Each record below must be returned exactly as shown.

--- Start ---

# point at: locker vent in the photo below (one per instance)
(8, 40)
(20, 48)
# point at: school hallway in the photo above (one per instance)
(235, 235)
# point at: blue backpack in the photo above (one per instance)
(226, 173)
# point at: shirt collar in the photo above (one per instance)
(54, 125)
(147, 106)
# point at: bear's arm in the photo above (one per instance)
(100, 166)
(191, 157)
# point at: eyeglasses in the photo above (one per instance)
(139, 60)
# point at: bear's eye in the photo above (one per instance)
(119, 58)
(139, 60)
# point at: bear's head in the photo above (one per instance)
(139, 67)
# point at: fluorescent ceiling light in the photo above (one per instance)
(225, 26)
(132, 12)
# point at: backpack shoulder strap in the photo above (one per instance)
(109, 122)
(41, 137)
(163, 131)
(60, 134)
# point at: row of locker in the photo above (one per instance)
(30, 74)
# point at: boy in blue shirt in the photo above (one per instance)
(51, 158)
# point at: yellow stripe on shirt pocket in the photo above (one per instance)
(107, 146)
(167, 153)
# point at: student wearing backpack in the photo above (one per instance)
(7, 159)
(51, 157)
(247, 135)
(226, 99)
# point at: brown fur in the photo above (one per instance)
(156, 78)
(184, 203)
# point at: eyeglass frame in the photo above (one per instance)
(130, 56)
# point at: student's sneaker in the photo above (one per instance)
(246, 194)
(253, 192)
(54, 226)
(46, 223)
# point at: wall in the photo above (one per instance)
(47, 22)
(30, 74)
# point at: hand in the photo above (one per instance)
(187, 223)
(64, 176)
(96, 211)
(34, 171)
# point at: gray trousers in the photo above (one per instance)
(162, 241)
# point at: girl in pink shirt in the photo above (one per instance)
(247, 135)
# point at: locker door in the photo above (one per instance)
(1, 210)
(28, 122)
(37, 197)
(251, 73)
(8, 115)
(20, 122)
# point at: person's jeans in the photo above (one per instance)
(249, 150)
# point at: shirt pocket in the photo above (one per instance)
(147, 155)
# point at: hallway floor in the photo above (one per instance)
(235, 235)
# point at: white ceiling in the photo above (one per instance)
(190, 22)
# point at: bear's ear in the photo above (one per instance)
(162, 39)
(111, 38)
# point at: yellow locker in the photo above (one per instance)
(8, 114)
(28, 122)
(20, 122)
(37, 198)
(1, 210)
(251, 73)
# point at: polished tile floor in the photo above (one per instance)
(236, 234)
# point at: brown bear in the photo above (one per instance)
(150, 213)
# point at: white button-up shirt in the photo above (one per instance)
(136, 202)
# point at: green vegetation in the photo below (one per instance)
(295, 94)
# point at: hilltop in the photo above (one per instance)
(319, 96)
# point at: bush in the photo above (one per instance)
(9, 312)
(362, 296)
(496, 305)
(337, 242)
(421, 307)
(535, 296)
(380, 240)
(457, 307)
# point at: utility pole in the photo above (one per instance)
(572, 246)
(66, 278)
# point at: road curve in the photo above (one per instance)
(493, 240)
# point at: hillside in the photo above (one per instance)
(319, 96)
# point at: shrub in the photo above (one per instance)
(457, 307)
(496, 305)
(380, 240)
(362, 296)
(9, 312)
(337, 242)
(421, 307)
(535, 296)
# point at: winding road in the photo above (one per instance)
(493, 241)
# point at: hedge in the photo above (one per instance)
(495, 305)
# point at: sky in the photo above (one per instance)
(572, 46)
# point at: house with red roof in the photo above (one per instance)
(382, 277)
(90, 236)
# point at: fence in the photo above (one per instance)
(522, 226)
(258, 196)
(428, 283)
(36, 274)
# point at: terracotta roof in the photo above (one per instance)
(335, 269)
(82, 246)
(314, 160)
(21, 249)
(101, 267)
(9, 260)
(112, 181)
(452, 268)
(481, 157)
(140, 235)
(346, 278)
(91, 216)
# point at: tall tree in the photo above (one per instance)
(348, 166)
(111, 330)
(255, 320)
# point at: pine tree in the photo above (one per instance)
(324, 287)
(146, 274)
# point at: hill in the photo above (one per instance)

--- End ---

RESULT FOR THIS TASK
# point at: locker vent in the photo below (one per instance)
(8, 40)
(20, 48)
# point at: school hallway in the photo above (one per instance)
(235, 235)
# point at: blue backpack in the photo above (one per instance)
(226, 173)
# point at: shirt collar in the photo above (one per instance)
(54, 125)
(147, 106)
# point at: bear's arm in the photo above (one per instance)
(100, 166)
(191, 157)
# point at: eyeglasses in the photo above (one per instance)
(139, 60)
# point at: bear's eye in the photo above (one per instance)
(119, 58)
(139, 60)
# point at: bear's head in the photo above (one per instance)
(139, 67)
# point at: fluorescent ceiling light in the photo above (one per instance)
(225, 26)
(132, 12)
# point at: backpack shoulder strap in the photo above (one per instance)
(109, 122)
(41, 137)
(163, 131)
(60, 134)
# point at: row of locker in the photo above (one per instance)
(30, 74)
# point at: boy in blue shirt in the photo above (one per instance)
(51, 158)
# point at: yellow stripe on shirt pocket in the photo above (one per instance)
(107, 146)
(167, 153)
# point at: student wearing backpack in the photo above (one per instance)
(7, 159)
(51, 157)
(247, 135)
(226, 99)
# point at: brown fur in the photo above (one per instance)
(156, 78)
(184, 203)
# point at: eyeglass frame in the photo above (one per instance)
(130, 56)
# point at: student's sneaker in the photo above (one per instance)
(246, 194)
(253, 192)
(54, 226)
(46, 223)
# point at: wall in the photo above (one per instance)
(47, 22)
(30, 74)
# point at: hand in the photo above (one per instance)
(187, 223)
(64, 176)
(96, 211)
(34, 171)
# point at: gray trousers in the photo above (one per instance)
(162, 241)
# point at: girl in pink shirt in the photo above (one per instance)
(247, 135)
# point at: locker door in the photo above (one per instance)
(1, 210)
(28, 122)
(37, 197)
(251, 73)
(8, 115)
(20, 122)
# point at: person's jeans in the photo above (one per instance)
(249, 150)
# point at: shirt pocket in the photo above (one per instance)
(147, 155)
# point at: hallway floor in the photo above (one per instance)
(235, 235)
# point at: white ceiling in the photo above (one per instance)
(190, 22)
# point at: bear's ear in the photo above (one per instance)
(162, 39)
(111, 38)
# point at: yellow locker in the photo above (one per instance)
(8, 114)
(28, 122)
(20, 122)
(37, 198)
(1, 210)
(251, 73)
# point at: polished tile floor in the photo above (one per instance)
(236, 234)
# point at: brown bear in the photo above (one per instance)
(150, 213)
# point at: white button-up shirt in the photo above (one per instance)
(136, 202)
# point at: green vegetation in the photo below (one per instance)
(295, 94)
# point at: hilltop in the photo above (one per instance)
(319, 96)
# point at: bush in the photo above (one per instance)
(9, 312)
(362, 296)
(496, 305)
(337, 242)
(421, 307)
(535, 296)
(380, 240)
(457, 307)
# point at: utility pole in the photo above (one per instance)
(572, 246)
(66, 278)
# point at: road curve in the photo above (one per instance)
(493, 240)
# point at: hillside in the photo above (one per instance)
(319, 96)
# point at: shrub in the photo above (one per instance)
(457, 307)
(496, 305)
(380, 240)
(362, 296)
(9, 312)
(337, 242)
(421, 307)
(535, 296)
# point at: winding road in the photo above (one per instance)
(493, 241)
# point at: hedge in the photo above (one per instance)
(495, 305)
# point at: sky in the photo above (one per instance)
(572, 46)
# point at: house with red roof in the photo above (one per instance)
(382, 277)
(90, 236)
# point at: fence in the photo above (one per instance)
(522, 226)
(258, 196)
(428, 283)
(36, 274)
# point at: terracotta roof in the photo above (one per instance)
(335, 269)
(82, 246)
(314, 160)
(21, 249)
(101, 267)
(9, 260)
(112, 181)
(452, 268)
(481, 157)
(140, 235)
(346, 278)
(91, 216)
# point at: tall tree in the photo above (one per instance)
(348, 166)
(111, 330)
(255, 320)
# point at: pine tree in the photo above (one per instance)
(324, 287)
(146, 274)
# point at: hill in the photo above (one per instance)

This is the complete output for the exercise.